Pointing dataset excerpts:
====================

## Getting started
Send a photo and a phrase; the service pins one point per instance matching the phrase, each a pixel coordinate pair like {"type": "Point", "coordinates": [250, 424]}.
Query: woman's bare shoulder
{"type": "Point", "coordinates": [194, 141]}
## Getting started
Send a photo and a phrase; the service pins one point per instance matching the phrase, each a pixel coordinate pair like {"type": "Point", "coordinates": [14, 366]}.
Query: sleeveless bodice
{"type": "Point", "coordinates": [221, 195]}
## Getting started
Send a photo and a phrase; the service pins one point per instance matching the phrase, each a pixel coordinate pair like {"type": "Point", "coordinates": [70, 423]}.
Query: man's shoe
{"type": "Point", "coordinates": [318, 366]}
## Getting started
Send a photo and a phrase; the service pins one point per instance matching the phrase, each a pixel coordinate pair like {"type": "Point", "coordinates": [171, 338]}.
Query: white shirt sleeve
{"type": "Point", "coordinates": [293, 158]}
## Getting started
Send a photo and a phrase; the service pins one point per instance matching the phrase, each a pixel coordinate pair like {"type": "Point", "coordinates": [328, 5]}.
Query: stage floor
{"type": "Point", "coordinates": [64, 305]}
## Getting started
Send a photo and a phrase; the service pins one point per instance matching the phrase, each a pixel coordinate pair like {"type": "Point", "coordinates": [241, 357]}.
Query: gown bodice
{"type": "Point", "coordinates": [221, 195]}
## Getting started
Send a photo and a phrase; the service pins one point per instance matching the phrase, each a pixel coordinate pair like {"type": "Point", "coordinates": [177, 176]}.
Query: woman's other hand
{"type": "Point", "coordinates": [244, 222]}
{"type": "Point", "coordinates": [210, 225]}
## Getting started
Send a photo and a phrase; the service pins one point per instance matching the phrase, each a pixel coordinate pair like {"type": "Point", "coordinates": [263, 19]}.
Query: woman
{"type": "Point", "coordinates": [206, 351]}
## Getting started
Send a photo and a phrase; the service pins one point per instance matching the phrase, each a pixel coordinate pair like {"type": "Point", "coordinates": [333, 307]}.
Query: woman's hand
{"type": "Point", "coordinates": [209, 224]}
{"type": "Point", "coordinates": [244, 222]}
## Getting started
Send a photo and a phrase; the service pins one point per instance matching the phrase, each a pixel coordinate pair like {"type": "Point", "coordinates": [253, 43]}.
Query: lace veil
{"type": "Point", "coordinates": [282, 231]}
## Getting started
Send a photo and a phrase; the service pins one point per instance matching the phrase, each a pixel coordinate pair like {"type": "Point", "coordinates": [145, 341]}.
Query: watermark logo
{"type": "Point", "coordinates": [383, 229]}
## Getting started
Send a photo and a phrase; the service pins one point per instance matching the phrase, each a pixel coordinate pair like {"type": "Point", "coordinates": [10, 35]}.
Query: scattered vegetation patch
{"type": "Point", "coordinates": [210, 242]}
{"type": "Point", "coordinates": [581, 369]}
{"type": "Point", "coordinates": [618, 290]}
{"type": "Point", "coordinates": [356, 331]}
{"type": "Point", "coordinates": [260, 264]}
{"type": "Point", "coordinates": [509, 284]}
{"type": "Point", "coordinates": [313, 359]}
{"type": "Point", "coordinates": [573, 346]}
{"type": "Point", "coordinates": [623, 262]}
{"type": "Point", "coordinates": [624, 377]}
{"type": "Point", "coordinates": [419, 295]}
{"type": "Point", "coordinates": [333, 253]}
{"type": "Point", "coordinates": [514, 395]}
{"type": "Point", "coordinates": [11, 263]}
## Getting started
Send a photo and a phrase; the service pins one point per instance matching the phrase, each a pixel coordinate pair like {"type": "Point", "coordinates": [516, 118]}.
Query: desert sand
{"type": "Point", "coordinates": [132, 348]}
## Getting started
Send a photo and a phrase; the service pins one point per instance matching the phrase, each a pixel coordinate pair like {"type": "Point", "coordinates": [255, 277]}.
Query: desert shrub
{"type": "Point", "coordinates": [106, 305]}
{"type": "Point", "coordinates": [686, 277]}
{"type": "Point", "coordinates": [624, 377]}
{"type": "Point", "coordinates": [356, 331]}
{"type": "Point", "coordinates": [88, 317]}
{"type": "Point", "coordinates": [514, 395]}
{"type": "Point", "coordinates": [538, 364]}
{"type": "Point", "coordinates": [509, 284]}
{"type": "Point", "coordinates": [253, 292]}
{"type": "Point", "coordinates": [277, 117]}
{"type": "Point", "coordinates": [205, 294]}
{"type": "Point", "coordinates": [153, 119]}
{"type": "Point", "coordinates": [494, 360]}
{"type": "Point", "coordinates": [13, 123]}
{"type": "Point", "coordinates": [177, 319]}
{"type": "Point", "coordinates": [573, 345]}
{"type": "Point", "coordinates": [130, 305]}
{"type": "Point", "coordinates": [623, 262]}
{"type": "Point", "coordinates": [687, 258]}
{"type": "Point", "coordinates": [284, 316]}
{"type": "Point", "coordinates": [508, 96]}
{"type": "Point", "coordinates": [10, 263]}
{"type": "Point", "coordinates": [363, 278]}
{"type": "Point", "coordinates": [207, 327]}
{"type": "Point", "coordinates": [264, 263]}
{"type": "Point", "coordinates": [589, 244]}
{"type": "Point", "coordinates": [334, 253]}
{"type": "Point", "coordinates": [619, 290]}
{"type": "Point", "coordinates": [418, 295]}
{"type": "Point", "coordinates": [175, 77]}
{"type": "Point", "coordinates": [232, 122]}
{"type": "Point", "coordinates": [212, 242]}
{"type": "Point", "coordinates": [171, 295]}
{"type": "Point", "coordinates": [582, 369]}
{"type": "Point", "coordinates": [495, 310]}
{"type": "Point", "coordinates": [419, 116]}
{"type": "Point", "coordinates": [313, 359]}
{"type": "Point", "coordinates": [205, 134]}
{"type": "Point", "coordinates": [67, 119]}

====================

#### TASK OBJECTIVE:
Reproduce each record shown above without altering a single word.

#### WRITTEN ANSWER:
## Getting started
Send a photo and a phrase; the service pins one point per instance matching the phrase, each a pixel coordinate pair like {"type": "Point", "coordinates": [250, 424]}.
Query: woman's bare shoulder
{"type": "Point", "coordinates": [194, 141]}
## Getting started
Send a photo and a phrase; the service pins one point per instance matching the phrase, each a pixel coordinate pair like {"type": "Point", "coordinates": [14, 366]}.
Query: sleeveless bodice
{"type": "Point", "coordinates": [221, 195]}
## Getting started
Send a photo and a phrase; the service pins one point per instance matching the phrase, each a pixel coordinate pair like {"type": "Point", "coordinates": [70, 423]}.
Query: man's shoe
{"type": "Point", "coordinates": [318, 366]}
## Getting started
Send a photo and a phrase; the service pins one point per instance matching the phrase, each a pixel coordinate pair like {"type": "Point", "coordinates": [171, 338]}.
Query: white shirt sleeve
{"type": "Point", "coordinates": [293, 158]}
## Getting started
Send a photo and a phrase; the service pins one point per instance matching the phrase, each a pixel coordinate pair like {"type": "Point", "coordinates": [328, 5]}.
Query: stage floor
{"type": "Point", "coordinates": [64, 305]}
## Getting started
Send a photo and a phrase; the service pins one point per instance matching the phrase, each a pixel coordinate pair like {"type": "Point", "coordinates": [241, 357]}.
Query: gown bodice
{"type": "Point", "coordinates": [221, 195]}
## Getting started
Send a photo and a phrase; the service pins one point per instance matching the phrase, each a pixel coordinate pair like {"type": "Point", "coordinates": [177, 176]}.
Query: woman's other hand
{"type": "Point", "coordinates": [244, 222]}
{"type": "Point", "coordinates": [210, 225]}
## Getting started
Send a photo and a phrase; the service pins one point per instance matching the phrase, each a pixel coordinate pair like {"type": "Point", "coordinates": [263, 19]}.
Query: woman
{"type": "Point", "coordinates": [206, 351]}
## Getting started
Send a photo and a phrase; the service pins one point per instance matching the phrase, each a pixel coordinate pair like {"type": "Point", "coordinates": [333, 307]}.
Query: woman's hand
{"type": "Point", "coordinates": [209, 224]}
{"type": "Point", "coordinates": [244, 222]}
## Getting started
Send a photo and a phrase; the service pins one point per instance matching the phrase, each a pixel coordinate pair like {"type": "Point", "coordinates": [253, 43]}.
Query: lace veil
{"type": "Point", "coordinates": [282, 231]}
## Getting started
Send a photo and a phrase; the service pins one point per instance matching the phrase, each a pixel coordinate pair like {"type": "Point", "coordinates": [145, 341]}.
Query: watermark logo
{"type": "Point", "coordinates": [383, 229]}
## Getting started
Send a photo and a phrase; the service pins one point per instance matching the phrase, each a pixel coordinate pair like {"type": "Point", "coordinates": [10, 35]}.
Query: scattered vegetation patch
{"type": "Point", "coordinates": [210, 242]}
{"type": "Point", "coordinates": [581, 369]}
{"type": "Point", "coordinates": [618, 290]}
{"type": "Point", "coordinates": [356, 331]}
{"type": "Point", "coordinates": [260, 264]}
{"type": "Point", "coordinates": [509, 284]}
{"type": "Point", "coordinates": [313, 359]}
{"type": "Point", "coordinates": [573, 346]}
{"type": "Point", "coordinates": [623, 262]}
{"type": "Point", "coordinates": [624, 377]}
{"type": "Point", "coordinates": [419, 295]}
{"type": "Point", "coordinates": [333, 253]}
{"type": "Point", "coordinates": [514, 395]}
{"type": "Point", "coordinates": [11, 263]}
## Getting started
Send a photo and a phrase; the service pins one point per instance matching the phrase, each a pixel coordinate pair like {"type": "Point", "coordinates": [516, 118]}.
Query: desert sand
{"type": "Point", "coordinates": [132, 348]}
## Getting started
Send a photo and a phrase; the service pins one point per instance matching the phrase, each a pixel coordinate pair like {"type": "Point", "coordinates": [255, 277]}.
Query: desert shrub
{"type": "Point", "coordinates": [106, 305]}
{"type": "Point", "coordinates": [686, 277]}
{"type": "Point", "coordinates": [624, 377]}
{"type": "Point", "coordinates": [356, 331]}
{"type": "Point", "coordinates": [88, 317]}
{"type": "Point", "coordinates": [514, 395]}
{"type": "Point", "coordinates": [538, 364]}
{"type": "Point", "coordinates": [509, 284]}
{"type": "Point", "coordinates": [253, 292]}
{"type": "Point", "coordinates": [277, 117]}
{"type": "Point", "coordinates": [205, 294]}
{"type": "Point", "coordinates": [153, 119]}
{"type": "Point", "coordinates": [494, 360]}
{"type": "Point", "coordinates": [13, 123]}
{"type": "Point", "coordinates": [177, 319]}
{"type": "Point", "coordinates": [573, 345]}
{"type": "Point", "coordinates": [130, 305]}
{"type": "Point", "coordinates": [623, 262]}
{"type": "Point", "coordinates": [687, 258]}
{"type": "Point", "coordinates": [284, 316]}
{"type": "Point", "coordinates": [508, 96]}
{"type": "Point", "coordinates": [10, 263]}
{"type": "Point", "coordinates": [363, 278]}
{"type": "Point", "coordinates": [207, 327]}
{"type": "Point", "coordinates": [264, 263]}
{"type": "Point", "coordinates": [589, 244]}
{"type": "Point", "coordinates": [334, 253]}
{"type": "Point", "coordinates": [619, 290]}
{"type": "Point", "coordinates": [418, 295]}
{"type": "Point", "coordinates": [175, 77]}
{"type": "Point", "coordinates": [232, 122]}
{"type": "Point", "coordinates": [212, 242]}
{"type": "Point", "coordinates": [171, 295]}
{"type": "Point", "coordinates": [582, 369]}
{"type": "Point", "coordinates": [495, 310]}
{"type": "Point", "coordinates": [419, 116]}
{"type": "Point", "coordinates": [313, 359]}
{"type": "Point", "coordinates": [205, 134]}
{"type": "Point", "coordinates": [67, 119]}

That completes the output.